Work task >> The response should contain only those lines of the entries below that include the string "turban".

Data provided >>
════════════════
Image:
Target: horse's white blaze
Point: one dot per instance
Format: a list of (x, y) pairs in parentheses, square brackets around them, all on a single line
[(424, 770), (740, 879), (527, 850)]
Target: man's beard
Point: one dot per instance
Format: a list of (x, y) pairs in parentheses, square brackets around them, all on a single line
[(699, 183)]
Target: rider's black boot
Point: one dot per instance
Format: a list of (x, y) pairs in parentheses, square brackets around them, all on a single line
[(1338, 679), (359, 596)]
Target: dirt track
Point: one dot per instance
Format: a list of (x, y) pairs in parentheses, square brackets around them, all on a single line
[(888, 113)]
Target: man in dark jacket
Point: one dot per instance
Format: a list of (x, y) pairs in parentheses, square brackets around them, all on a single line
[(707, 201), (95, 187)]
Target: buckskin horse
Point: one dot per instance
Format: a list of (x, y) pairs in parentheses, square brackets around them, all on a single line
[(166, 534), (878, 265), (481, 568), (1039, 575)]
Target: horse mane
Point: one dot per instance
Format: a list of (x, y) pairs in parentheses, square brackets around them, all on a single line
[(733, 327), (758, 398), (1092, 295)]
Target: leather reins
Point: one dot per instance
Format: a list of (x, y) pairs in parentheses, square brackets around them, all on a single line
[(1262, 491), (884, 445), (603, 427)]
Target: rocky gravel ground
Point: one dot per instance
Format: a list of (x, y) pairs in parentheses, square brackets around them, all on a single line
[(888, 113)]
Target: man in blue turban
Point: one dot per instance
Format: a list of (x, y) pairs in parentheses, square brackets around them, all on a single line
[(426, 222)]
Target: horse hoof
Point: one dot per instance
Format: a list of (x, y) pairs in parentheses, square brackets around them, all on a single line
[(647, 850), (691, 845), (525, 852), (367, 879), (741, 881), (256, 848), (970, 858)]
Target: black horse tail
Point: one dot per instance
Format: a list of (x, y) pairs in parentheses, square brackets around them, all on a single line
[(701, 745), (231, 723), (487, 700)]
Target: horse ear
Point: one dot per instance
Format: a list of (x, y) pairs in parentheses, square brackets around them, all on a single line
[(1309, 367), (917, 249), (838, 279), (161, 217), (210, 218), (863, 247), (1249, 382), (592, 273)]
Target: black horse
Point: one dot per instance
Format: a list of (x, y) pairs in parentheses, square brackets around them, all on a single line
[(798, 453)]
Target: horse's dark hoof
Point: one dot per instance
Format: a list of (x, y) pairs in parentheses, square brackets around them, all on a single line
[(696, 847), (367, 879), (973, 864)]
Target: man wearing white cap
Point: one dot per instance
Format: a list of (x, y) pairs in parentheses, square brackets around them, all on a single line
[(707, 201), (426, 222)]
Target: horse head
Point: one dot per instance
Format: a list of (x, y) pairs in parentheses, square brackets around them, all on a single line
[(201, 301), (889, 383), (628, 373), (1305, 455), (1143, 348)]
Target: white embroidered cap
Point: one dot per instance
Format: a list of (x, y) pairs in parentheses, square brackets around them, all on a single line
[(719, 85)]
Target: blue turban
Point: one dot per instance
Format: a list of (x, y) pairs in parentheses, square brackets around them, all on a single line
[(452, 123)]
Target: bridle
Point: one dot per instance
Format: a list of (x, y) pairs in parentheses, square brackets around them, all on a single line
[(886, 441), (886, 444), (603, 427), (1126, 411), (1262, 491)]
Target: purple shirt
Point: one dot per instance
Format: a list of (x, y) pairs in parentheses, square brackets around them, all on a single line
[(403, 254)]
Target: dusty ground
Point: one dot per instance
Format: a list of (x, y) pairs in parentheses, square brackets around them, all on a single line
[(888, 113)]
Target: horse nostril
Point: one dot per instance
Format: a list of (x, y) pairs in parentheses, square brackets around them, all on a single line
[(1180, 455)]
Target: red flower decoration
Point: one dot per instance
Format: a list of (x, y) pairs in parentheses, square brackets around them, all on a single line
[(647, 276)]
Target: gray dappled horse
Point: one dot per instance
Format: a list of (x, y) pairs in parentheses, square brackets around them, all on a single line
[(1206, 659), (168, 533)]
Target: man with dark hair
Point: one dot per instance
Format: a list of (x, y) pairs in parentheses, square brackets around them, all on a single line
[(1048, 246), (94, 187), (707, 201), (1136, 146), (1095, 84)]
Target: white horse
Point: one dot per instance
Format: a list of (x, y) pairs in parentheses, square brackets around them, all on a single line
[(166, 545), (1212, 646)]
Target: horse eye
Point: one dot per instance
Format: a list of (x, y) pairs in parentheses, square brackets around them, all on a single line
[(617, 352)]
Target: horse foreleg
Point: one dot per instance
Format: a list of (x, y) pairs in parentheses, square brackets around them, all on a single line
════════════════
Result of this exercise >>
Target: man in blue turban
Target: blue turban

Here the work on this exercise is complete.